**Task to complete**
From the listing below, pull out all lines with "test" in them.

**Material to process**
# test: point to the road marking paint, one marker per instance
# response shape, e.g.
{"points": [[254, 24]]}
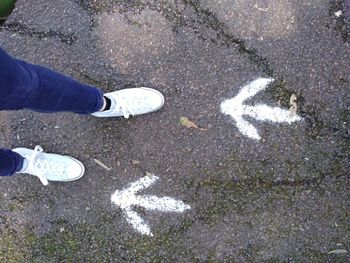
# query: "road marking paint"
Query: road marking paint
{"points": [[127, 198], [235, 108]]}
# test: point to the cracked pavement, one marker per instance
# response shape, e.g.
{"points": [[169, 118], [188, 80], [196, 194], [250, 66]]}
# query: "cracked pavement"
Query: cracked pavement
{"points": [[284, 198]]}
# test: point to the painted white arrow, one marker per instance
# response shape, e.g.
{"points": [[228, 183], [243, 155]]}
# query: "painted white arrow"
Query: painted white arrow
{"points": [[127, 198], [235, 108]]}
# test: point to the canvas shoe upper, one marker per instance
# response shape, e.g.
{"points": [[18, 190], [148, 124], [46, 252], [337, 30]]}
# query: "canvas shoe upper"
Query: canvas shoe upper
{"points": [[49, 166], [134, 101]]}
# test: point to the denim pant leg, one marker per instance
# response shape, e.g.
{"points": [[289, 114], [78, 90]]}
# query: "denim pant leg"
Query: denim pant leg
{"points": [[10, 162], [27, 86]]}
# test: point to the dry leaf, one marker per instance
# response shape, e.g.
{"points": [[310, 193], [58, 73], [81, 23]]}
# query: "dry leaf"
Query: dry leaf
{"points": [[184, 121], [293, 105], [102, 164]]}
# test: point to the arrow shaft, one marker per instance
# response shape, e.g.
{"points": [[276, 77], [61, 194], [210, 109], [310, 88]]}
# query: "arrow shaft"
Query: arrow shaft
{"points": [[164, 204], [252, 88], [143, 183], [266, 113]]}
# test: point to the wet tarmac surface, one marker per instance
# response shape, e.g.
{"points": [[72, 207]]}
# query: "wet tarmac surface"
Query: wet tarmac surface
{"points": [[283, 198]]}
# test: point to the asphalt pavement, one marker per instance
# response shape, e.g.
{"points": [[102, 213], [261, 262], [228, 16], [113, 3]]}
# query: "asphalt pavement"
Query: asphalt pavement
{"points": [[192, 182]]}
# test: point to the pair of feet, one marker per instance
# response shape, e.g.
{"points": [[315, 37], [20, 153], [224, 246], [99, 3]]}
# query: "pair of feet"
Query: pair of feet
{"points": [[55, 167]]}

**Finished exercise**
# test: point to the road marking paint, one marker per instance
# test: point to the cracked pavement, one marker per instance
# test: point to the painted white arrow, one marker per instance
# test: point to the canvas shoe upper, one marker per instance
# test: point to the denim pant leg, one marker per instance
# test: point to the dry leaf, one marker per instance
# test: point to the arrow shaft, one marker per instance
# test: point to the wet tarmac surface, one marker per instance
# test: point to the asphalt pavement, one marker per instance
# test: point to the pair of feet, one marker per instance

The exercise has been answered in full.